### Work to complete
Write out the rows verbatim, from the first line through the line containing "[[[66,95],[60,95],[57,100],[59,101],[60,104],[67,103],[69,98]]]".

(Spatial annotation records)

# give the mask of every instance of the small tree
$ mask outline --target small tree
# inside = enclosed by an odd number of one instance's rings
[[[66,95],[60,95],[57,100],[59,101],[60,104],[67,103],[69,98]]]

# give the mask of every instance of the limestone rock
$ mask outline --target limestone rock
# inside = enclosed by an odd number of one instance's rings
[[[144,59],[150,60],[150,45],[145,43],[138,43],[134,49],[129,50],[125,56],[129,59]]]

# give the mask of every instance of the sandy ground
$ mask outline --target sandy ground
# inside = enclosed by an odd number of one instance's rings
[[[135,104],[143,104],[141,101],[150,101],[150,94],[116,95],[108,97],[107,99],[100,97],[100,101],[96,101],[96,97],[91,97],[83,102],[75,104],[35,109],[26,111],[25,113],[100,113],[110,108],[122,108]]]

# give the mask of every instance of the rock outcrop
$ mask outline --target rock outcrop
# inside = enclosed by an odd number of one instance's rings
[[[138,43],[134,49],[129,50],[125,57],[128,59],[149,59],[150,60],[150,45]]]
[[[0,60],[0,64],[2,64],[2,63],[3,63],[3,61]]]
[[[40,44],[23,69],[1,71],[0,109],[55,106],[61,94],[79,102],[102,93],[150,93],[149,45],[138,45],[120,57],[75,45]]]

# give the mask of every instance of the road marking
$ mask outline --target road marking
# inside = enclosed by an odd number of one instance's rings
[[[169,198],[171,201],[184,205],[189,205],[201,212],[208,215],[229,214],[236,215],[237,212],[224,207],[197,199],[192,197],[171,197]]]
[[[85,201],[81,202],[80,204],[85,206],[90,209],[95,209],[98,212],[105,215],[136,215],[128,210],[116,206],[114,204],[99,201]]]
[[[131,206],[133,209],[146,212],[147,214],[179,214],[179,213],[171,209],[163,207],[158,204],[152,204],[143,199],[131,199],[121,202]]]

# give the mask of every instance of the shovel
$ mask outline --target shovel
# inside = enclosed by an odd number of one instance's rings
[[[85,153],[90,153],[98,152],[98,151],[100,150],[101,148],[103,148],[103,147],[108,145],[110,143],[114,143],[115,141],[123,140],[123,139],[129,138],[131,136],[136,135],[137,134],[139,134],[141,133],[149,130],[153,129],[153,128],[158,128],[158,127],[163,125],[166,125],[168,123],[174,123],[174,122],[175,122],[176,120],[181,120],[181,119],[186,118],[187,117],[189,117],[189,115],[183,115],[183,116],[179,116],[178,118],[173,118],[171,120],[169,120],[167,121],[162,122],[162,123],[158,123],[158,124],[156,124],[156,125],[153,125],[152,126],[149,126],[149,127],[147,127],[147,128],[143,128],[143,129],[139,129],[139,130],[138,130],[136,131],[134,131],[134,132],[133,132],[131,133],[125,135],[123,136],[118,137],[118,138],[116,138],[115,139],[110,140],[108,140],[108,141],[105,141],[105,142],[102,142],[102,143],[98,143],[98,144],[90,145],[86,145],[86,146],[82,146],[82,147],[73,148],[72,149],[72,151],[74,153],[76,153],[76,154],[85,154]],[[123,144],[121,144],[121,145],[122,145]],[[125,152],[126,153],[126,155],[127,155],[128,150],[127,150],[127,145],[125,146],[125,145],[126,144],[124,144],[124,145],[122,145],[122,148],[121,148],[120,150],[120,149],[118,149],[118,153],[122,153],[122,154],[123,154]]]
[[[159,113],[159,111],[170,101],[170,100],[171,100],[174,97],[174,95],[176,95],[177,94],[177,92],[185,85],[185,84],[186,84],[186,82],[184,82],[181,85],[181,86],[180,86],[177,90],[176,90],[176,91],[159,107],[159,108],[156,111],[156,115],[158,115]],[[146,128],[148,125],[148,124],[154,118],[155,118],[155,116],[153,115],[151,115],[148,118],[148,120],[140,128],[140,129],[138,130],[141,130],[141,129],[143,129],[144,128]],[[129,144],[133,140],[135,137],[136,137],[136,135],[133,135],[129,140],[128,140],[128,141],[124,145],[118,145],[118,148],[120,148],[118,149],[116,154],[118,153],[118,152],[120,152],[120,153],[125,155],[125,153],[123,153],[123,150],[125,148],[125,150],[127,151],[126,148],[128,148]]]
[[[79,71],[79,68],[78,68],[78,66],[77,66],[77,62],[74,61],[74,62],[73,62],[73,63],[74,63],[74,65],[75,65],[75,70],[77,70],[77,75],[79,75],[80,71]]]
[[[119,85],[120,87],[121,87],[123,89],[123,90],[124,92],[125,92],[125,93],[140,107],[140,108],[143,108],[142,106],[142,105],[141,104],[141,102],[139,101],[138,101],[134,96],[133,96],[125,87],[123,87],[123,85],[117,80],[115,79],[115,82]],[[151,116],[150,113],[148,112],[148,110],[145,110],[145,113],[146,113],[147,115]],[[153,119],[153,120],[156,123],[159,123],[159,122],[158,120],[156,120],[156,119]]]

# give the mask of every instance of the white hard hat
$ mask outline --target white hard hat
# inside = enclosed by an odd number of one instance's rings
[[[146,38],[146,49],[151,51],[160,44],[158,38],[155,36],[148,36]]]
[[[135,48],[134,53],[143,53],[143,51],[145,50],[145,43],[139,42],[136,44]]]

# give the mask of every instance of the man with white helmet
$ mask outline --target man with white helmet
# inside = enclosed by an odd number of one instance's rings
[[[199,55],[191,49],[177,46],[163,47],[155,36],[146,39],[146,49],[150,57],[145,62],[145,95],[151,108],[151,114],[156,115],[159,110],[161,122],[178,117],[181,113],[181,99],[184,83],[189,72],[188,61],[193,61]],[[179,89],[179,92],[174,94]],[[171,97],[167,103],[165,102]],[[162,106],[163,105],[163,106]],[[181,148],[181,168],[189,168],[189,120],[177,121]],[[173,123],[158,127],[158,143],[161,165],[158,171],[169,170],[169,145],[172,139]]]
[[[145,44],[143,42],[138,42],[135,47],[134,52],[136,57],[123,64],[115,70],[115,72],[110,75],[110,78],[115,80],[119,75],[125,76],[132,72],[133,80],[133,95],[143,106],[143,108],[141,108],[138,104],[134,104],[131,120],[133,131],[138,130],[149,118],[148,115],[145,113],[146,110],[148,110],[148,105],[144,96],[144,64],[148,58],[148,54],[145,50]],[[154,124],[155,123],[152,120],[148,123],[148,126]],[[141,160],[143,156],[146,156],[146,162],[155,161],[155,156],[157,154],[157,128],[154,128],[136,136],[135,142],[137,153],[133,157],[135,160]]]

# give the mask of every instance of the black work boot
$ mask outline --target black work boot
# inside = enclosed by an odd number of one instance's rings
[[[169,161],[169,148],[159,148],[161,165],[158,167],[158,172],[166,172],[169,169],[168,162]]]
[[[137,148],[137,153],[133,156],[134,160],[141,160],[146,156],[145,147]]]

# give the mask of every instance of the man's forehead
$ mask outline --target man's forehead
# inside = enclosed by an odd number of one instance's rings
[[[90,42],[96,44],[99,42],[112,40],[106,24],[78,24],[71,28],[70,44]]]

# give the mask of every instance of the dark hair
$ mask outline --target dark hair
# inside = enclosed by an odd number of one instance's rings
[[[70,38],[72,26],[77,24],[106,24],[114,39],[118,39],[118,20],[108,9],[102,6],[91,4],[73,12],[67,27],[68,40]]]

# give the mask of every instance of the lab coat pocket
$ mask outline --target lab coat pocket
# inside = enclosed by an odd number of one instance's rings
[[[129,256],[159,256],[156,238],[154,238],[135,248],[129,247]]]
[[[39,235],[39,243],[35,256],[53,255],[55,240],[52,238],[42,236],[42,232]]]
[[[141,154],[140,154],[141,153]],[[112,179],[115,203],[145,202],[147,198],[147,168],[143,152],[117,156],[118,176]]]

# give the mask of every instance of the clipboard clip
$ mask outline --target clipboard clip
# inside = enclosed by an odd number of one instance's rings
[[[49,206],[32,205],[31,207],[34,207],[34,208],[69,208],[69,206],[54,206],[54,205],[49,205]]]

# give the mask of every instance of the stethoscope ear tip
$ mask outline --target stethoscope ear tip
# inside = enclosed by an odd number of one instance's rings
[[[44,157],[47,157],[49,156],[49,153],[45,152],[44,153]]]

### Correct output
# give the mask of every instance of the small tree
$ mask outline --target small tree
# inside = enclosed by an odd number of one instance's rings
[[[66,95],[60,95],[57,100],[59,101],[60,104],[67,103],[69,98]]]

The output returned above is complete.